▶ _Source extract_:
## BEGIN
The reason to bring $\Delta$ into the picture is that given the above identity for $\Delta$ applied to falling factorials, it is not hard to see that $S(T)$ is its own finite difference:

$\displaystyle \Delta S(T) = S(T)$

Expanding, we get $S(T+1) - S(T) = S(T)$ and hence $S(T+1) = 2 S(T)$ . (Yes, I know, there’s that pesky subtraction of types again; in the time-honored tradition of combinatorics we’ll simply pretend it makes sense and trust there is a way to make it more formal!) Solving this recurrence together with the initial condition $S(0) = 1$ yields

$\displaystyle S(T) = 2^T$

which we can interpret as the space of functions from $T$ to Bool—that is, the type of sets over $T$ , just like it should be! (Note that replacing falling factorial with exponentiation yields something which is its own derivative, with a solution of $e^T$ —which indeed represents the species of sets, though it’s harder to see what $e$ has to do with anything.)
## END
▶ _Available data_:
## BEGIN
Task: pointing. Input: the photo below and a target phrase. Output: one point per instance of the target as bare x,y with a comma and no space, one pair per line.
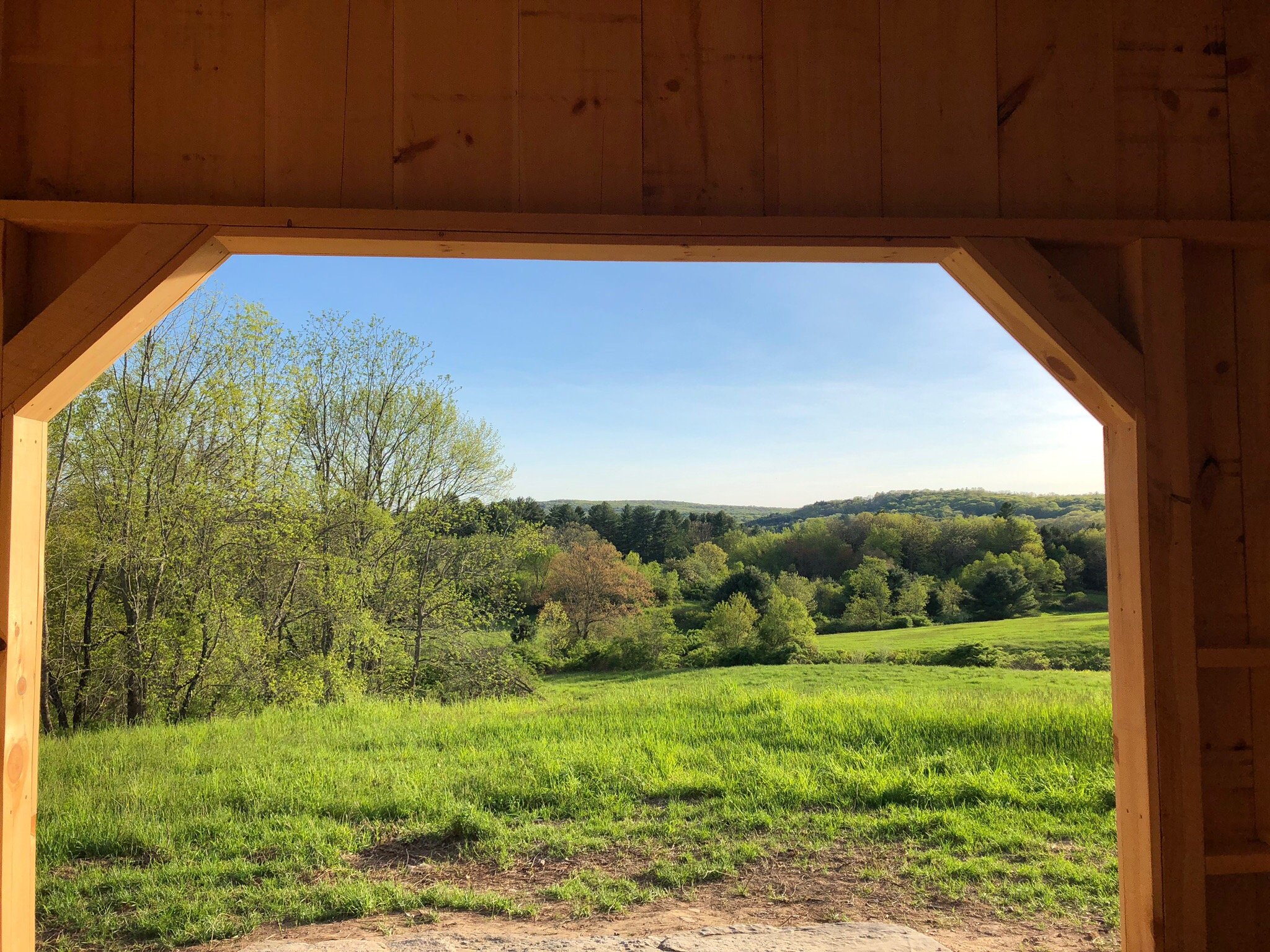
## END
▶ _Your tasks_:
#1 In the finite-difference passage above, what initial condition is used to solve the recurrence for S(T)?
#2 Please extend the finite-difference passage above, picking up right after its final sentence.

▶ _Responses per task_:
#1 S(0) = 1

#2
Enough with the detour. What if we sum over $T^{\overline{n}}/n!$ ?

$\displaystyle M(T) = 1 + T + \frac{T^{\overline{2}}}{2!} + \frac{T^{\overline{3}}}{3!} + \dots$

There’s a backward difference operator, $\nabla f(x) = f(x) - f(x-1)$ , with the property that

$\displaystyle \nabla x^{\overline{n}} = n x^{\overline{n-1}}$

Hence $\nabla M(T) = M(T)$ , i.e. $M(T) - M(T-1) = M(T)$ , but here I am a bit stuck. Trying to solve this in a similar manner as before yields $M(T-1) = 0$ , which seems bogus. $0$ is certainly not a solution, since $M(0) = 1$ . I think in this case we are actually not justified in subtracting $M(T)$ from both sides, though I’d be hard-pressed to explain exactly why.

Intuitively, $M(T)$ ought to represent unordered tuples of $T$ of any length—that is, the type of multisets over $T$ . This is isomorphic to the space of functions $T \to \mathbb{N}$ , specifying the multiplicity of each element. I claim that $\mathbb{N}^T$ is in fact a solution to the above equation—though I don’t really know how to derive it (or even what it really means).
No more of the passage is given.